Please change "photograph" to "image" throughout the items below and write them out again with nothing else altered, omitting the pictures.

● **Data for the task**
»»

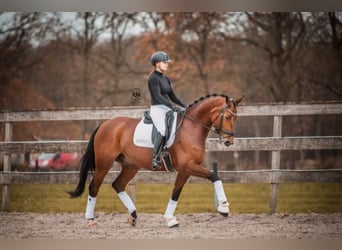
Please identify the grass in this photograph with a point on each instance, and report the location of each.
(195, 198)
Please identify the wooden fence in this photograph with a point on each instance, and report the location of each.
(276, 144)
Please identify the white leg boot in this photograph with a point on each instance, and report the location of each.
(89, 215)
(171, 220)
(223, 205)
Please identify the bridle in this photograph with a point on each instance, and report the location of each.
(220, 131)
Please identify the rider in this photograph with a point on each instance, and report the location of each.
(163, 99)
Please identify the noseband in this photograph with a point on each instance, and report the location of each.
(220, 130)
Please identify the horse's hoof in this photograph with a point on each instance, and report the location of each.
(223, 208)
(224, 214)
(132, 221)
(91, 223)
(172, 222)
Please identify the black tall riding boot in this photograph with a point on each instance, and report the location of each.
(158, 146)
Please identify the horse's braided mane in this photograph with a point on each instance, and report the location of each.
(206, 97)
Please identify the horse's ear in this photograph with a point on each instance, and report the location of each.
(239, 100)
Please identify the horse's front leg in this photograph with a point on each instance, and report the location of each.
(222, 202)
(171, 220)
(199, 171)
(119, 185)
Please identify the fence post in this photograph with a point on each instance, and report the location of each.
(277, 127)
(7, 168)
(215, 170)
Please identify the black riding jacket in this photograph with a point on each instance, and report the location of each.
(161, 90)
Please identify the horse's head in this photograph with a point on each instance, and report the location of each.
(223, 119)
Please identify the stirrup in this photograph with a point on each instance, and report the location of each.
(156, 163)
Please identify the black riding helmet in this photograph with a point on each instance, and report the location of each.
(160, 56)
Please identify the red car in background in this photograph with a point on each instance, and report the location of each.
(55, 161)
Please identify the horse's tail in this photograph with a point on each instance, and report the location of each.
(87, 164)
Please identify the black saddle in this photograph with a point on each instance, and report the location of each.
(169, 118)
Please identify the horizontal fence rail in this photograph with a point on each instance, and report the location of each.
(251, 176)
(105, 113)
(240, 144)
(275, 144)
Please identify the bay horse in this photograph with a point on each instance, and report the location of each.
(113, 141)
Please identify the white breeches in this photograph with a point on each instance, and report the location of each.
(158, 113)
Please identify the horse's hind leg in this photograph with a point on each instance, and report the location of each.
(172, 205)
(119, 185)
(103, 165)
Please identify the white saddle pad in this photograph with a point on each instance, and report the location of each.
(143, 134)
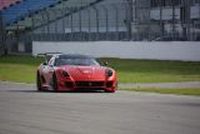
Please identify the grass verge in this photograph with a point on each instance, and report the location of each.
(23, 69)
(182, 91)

««

● **Written solution**
Please identify the grass in this image with a point on each instance, and report the location of each.
(195, 198)
Please identify the wooden fence in this image with a point on each instance, and report the location of each.
(276, 144)
Please identify the white leg boot in this image with a point on each instance, and report the location of each.
(89, 215)
(171, 220)
(223, 205)
Please identify the bridle in this image with a point on each instance, and report the location of each.
(220, 131)
Please identify the rider in this image with a point on each instance, and report the location of each.
(163, 99)
Please identify the noseband in this image with a point on each instance, and report the location of each.
(220, 130)
Please identify the horse's hoof in this image with a point on each instance, and report the location of each.
(223, 208)
(224, 214)
(132, 221)
(91, 223)
(172, 222)
Please identify the black tall riding boot in this image with a point on each instance, and report the location of each.
(158, 146)
Please identify the horse's braided mane in this image with a point on each instance, and report the location of each.
(206, 97)
Please identify the horse's ear in this image with a point on each instance, and report the location of each.
(239, 100)
Please identify the horse's front leg in this image with a point on each instance, and report the location of each.
(222, 202)
(171, 220)
(199, 171)
(119, 185)
Please identify the fence post in this image with a point on each instance, and report the location of each.
(277, 127)
(7, 168)
(215, 170)
Please identify the black riding jacket in this image with a point on each instance, and report the location of each.
(161, 90)
Please identify the horse's head in this image with a point on each instance, and report the location of each.
(223, 119)
Please identify the stirrup in this image with a point on each instance, and report the location of each.
(156, 163)
Please identify the black riding helmet in this image with a point on each instance, and report the location of each.
(160, 56)
Please identify the red car in background in this image with a point on each instance, and report the location of each.
(55, 161)
Please identify the horse's tail in this image with a point on each instance, and report the location of each.
(87, 164)
Please identify the black saddle in this image with a point on each instance, and report the location of each.
(169, 118)
Please identify the horizontal fence rail in this image with a point on each instance, and report the location of each.
(251, 176)
(105, 113)
(240, 144)
(275, 144)
Please identify the bay horse in this image with a point on each instance, and report the location of each.
(113, 141)
Please identify the white breeches in this image with a point on each instance, and report the location of each.
(158, 113)
Please identify the horse's hind leg in this image with a point on each instance, and report the location of each.
(172, 205)
(119, 185)
(103, 165)
Please identify the white saddle pad in this image with a point on each instance, and report the location of each.
(143, 134)
Please identify the grass verge in this image with a point on each instance, and report the location of each.
(23, 69)
(182, 91)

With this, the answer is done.